[SHORT PROBLEM]
Rewrite the data below with every "drop a point" swapped for "place a marker" and everything else unchanged, leaving out the pictures.
▬▬▬▬▬▬
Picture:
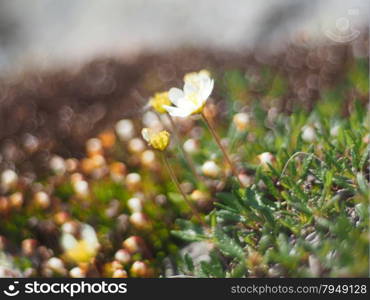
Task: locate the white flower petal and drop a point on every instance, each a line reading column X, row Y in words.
column 146, row 134
column 175, row 95
column 190, row 88
column 177, row 112
column 207, row 90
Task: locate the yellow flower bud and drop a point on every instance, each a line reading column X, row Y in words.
column 158, row 141
column 159, row 100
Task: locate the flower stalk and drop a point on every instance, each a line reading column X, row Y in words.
column 218, row 141
column 176, row 182
column 184, row 153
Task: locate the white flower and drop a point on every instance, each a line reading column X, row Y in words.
column 191, row 100
column 308, row 133
column 241, row 121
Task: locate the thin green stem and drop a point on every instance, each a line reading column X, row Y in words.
column 176, row 182
column 218, row 141
column 184, row 153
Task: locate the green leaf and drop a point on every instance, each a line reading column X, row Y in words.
column 227, row 245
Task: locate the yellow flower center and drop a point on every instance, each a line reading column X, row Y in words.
column 82, row 252
column 159, row 100
column 160, row 140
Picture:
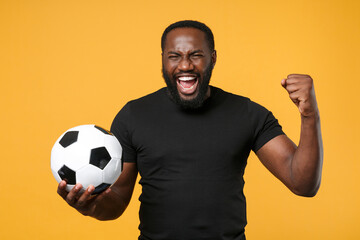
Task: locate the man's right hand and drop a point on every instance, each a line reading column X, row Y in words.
column 107, row 205
column 83, row 202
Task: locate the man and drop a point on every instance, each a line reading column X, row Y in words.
column 190, row 143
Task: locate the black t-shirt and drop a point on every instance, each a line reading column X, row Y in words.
column 192, row 163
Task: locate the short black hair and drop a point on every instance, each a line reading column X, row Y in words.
column 190, row 24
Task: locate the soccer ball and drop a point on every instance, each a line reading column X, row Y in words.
column 87, row 154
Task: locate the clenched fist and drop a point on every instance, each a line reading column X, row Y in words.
column 301, row 91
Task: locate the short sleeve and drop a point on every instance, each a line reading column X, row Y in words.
column 265, row 125
column 120, row 127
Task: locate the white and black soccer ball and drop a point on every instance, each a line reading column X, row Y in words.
column 87, row 154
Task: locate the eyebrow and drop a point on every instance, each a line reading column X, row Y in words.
column 193, row 52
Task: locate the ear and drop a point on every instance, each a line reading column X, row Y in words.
column 213, row 58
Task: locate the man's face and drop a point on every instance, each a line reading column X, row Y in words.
column 187, row 66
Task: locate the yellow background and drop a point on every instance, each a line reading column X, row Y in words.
column 67, row 63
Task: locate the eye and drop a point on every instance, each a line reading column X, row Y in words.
column 197, row 55
column 173, row 57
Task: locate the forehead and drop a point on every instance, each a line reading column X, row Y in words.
column 185, row 39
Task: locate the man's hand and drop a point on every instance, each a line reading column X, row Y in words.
column 107, row 205
column 84, row 202
column 301, row 91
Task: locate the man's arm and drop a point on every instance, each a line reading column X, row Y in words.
column 108, row 205
column 298, row 167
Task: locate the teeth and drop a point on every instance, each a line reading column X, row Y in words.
column 187, row 78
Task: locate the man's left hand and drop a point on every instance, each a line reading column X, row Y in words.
column 301, row 91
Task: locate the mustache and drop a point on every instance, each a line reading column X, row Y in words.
column 186, row 72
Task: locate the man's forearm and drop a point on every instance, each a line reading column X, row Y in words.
column 306, row 165
column 109, row 208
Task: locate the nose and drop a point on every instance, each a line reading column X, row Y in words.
column 185, row 65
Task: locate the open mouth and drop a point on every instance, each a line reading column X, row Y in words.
column 187, row 84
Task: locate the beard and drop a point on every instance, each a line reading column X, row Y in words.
column 198, row 100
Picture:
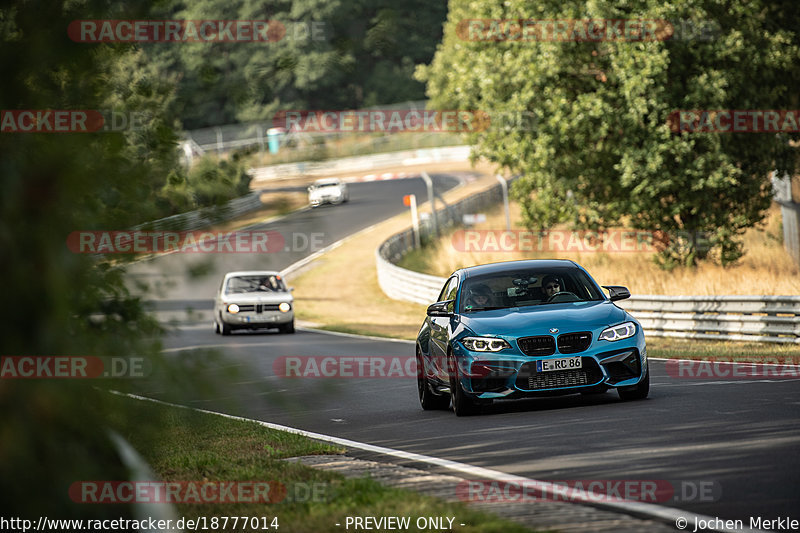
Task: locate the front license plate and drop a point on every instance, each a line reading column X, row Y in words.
column 565, row 363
▬▬▬▬▬▬
[ANSWER FOR THIS EXERCISE]
Picture:
Task: locate the white flower petal and place a marker on every instance, each a line reading column X, row Y in words.
column 146, row 134
column 175, row 95
column 190, row 88
column 177, row 112
column 207, row 90
Task: locate the yellow flower bud and place a marker on every instance, each a line reading column X, row Y in words.
column 158, row 141
column 159, row 100
Task: locate the flower stalk and place a marker on every instance, each a line reading column X, row Y in words.
column 218, row 141
column 176, row 182
column 184, row 153
Task: locate the white flower and place a marker on every instance, each a line reading column X, row Y in words.
column 191, row 100
column 308, row 133
column 241, row 121
Task: locate the thin green stem and place a marker on every instance, each a line reading column X, row Y in words.
column 176, row 182
column 218, row 141
column 184, row 153
Task: locate the green leaf and place a marker on every instance, each a line reading column X, row Y in words.
column 227, row 245
Task: locate the yellow flower center and place a marker on every instance, each a line reading column X, row Y in words.
column 82, row 252
column 159, row 100
column 160, row 140
Picture:
Task: locate the man's right hand and place a marker on every instance, each a line reading column X, row Y in words.
column 107, row 205
column 83, row 202
Task: locate the man and place a marker on every instance, each a line reading column X, row Y in words.
column 190, row 143
Task: locate the black t-shirt and place a marker on every instance, each a line reading column X, row Y in words.
column 192, row 163
Task: locate the short black hair and place a marker on every instance, each a line reading column X, row Y in words.
column 190, row 24
Task: locate the soccer ball and place a marker on every instance, each a line reading column X, row Y in words.
column 87, row 154
Task: locate the clenched fist and place a marker on every instance, each a line reading column X, row Y in words.
column 301, row 91
Task: locate the short sleeve and place a marker on every instance, each a line reading column X, row Y in words.
column 265, row 125
column 120, row 127
Task: locate the white and black soccer ball and place a marker on every instance, each a line reading column X, row Y in words.
column 87, row 154
Task: locate the eyebrow and place a marker on every instance, each a line reading column X, row Y in words.
column 193, row 52
Task: locate the ear and place a marker on every instance, each a line reading column X, row Y in words.
column 213, row 58
Task: locate the man's face and place a marker on every instance, each a line reading column X, row Y in words.
column 187, row 66
Task: locate the yellow background and place a marker on every instance, each a line reading column X, row Y in words.
column 67, row 63
Task: locate the eye and place a marker on every instance, each a line reading column X, row Y in words.
column 197, row 55
column 173, row 57
Task: locate the forehead and place a marker on every instance, each a line reading column X, row Y in words.
column 185, row 39
Task: locate the man's hand and place a marker on every instance, each a line reading column X, row Y in words.
column 107, row 205
column 84, row 202
column 301, row 91
Task: locate the man's arm and place a marker on every instance, each a line reading column X, row Y in words.
column 108, row 205
column 298, row 167
Task: locate the teeth and place a marker on every instance, each a line reading column X, row Y in words.
column 187, row 78
Task: locate the man's left hand and place a marker on every instance, each a line reading column X, row Y in words.
column 301, row 91
Task: locate the mustache and place a marker on every instance, each a line reading column X, row Y in words.
column 186, row 72
Task: locate the man's forearm and place a marker on every instance, each a line reading column X, row Y in words.
column 306, row 165
column 109, row 208
Task: locate the nose and place a marker on every instance, each a line reading column X, row Y in words.
column 185, row 65
Task: locate the open mouth and place a marker on every instance, each a line reading column X, row Y in words.
column 187, row 84
Task: locate the beard and place a marker on every instance, each a line reading column X, row Y in words.
column 198, row 100
Picture:
Task: locate the front license plate and place a marker on every instance, each a line reading column X, row Y in words.
column 565, row 363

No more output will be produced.